**Passage:**
START
All of lore.kernel.org
 help / color / mirror / Atom feed
* Should I expect faster recovery after one side goes down
@ 2017-11-27  9:49 Bruno Wolff III
  2017-11-27 11:04 ` Jason A. Donenfeld
  0 siblings, 1 reply; 11+ messages in thread
From: Bruno Wolff III @ 2017-11-27  9:49 UTC (permalink / raw)
  To: WireGuard mailing list

I'm not sure what is really going on but I have seen some very long delays 
after one side of the link goes down, while the other keeps sending 
packets. The work around is to restart the local side once the remote side 
is back up.

When I do some testing and say reboot the router the a wg tunnel terminates 
at, while continuing to use the laptop at the other end, after the router 
is back up very little traffic seems to get through or there is a very 
large latency. Restarting the iptables service with systemd will also 
hang. I don't know if that is forever or just a very long time. If I restart 
wireguard on the laptop (which deletes and recreates the device) things 
will start working normally again.
END
**Work instructions:**
1. Rewrite the paragraph of the WireGuard post that begins "When I do some testing" as a short bulleted list that keeps its main facts.
2. In one or two sentences, explain what restarting WireGuard on the laptop does according to the WireGuard post, and what follows from it.

**Object location annotation data:**
START
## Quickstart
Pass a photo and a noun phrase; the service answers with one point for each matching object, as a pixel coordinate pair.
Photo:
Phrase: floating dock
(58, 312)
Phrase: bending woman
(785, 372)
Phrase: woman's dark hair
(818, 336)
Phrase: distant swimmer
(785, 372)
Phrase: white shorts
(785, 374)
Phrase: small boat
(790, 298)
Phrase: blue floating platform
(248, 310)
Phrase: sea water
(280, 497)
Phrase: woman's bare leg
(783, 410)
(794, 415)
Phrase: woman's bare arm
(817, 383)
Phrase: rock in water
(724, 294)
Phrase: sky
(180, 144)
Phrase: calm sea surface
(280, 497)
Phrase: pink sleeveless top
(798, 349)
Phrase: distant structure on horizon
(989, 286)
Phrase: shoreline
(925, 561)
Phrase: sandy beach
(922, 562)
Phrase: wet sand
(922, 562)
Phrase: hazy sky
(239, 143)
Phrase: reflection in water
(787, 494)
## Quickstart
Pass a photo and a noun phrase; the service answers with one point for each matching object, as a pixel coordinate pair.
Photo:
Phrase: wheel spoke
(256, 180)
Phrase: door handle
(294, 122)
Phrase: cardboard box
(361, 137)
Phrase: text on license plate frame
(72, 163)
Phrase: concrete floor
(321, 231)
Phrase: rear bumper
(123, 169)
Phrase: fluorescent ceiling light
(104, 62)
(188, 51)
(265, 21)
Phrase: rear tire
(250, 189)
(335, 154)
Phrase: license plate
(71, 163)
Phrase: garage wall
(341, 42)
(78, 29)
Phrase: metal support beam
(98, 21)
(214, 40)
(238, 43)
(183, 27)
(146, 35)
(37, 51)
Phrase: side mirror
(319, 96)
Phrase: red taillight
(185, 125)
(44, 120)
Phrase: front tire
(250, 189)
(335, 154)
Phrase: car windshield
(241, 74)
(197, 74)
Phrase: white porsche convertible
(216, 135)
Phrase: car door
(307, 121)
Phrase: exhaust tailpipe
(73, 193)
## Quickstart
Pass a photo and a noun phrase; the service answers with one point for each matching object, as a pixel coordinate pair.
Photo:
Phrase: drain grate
END
**Answer list:**
1.
- During testing, the writer reboots the router where a WireGuard tunnel ends while still using the laptop at the other end.
- After the router is back up, very little traffic seems to get through, or latency is very high.
- Restarting the iptables service with systemd also hangs, either forever or for a very long time.
- Restarting WireGuard on the laptop, which deletes and recreates the device, makes things work normally again.

2. Restarting WireGuard on the laptop deletes and recreates the device. After that, things start working normally again.